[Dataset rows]
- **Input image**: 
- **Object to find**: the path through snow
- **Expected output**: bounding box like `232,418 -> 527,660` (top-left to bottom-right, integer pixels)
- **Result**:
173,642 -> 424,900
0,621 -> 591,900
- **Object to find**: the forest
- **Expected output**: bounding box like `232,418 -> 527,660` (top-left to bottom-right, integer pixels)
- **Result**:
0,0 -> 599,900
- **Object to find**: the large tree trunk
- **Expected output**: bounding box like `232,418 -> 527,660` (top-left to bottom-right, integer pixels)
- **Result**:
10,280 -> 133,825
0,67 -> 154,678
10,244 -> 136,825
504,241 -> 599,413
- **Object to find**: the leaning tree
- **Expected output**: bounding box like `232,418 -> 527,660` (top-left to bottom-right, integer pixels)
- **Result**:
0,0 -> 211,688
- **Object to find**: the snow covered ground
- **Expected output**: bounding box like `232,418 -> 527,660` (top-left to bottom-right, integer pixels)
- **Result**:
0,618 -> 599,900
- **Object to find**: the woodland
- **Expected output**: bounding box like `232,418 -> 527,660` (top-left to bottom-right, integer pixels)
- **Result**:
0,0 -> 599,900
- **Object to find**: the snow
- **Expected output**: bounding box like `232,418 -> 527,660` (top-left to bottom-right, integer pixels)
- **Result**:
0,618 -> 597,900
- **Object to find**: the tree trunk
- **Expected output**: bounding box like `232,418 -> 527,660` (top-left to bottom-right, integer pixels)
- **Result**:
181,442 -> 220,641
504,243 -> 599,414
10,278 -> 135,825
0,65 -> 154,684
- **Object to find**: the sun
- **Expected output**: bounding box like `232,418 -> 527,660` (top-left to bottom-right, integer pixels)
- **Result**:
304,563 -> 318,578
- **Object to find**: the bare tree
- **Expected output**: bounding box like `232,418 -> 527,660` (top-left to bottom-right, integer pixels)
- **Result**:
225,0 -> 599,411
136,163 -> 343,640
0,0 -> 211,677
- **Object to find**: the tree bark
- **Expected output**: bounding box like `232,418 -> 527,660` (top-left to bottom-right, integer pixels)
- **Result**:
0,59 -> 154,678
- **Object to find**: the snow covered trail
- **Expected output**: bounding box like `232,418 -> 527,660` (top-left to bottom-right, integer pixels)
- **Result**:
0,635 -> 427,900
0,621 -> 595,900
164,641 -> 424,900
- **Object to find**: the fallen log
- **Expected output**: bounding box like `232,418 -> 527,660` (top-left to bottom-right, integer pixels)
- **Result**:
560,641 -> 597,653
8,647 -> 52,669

* [What you should do]:
Rescale the listing from its first line through the line containing "504,241 -> 599,413", both ends included, and write out every line in that span, requests too. Multiply each bounding-box coordinate in the results by 2.45 and round to whole numbers, halves up, leaving the requests and their format samples unchanged.

* [Exercise solution]:
- **Input image**: 
- **Object to find**: the path through snow
- **Expected output**: bounding box like `232,418 -> 527,660` (top-left to bottom-right, integer pixels)
- **Result**:
424,1573 -> 1039,2205
0,1521 -> 1448,2205
- **Object to find**: the forest
- **Expected output**: bounding box like `232,418 -> 527,660` (top-left to bottom-right, integer pixels)
- **Result**:
0,0 -> 1468,2205
- **Object to find**: the large tree trunk
- **Expected output**: bounding box like `232,418 -> 527,660` (top-left to bottom-right, integer pixels)
- **Result**:
25,686 -> 326,2021
0,164 -> 377,1661
25,598 -> 333,2021
1235,590 -> 1468,1012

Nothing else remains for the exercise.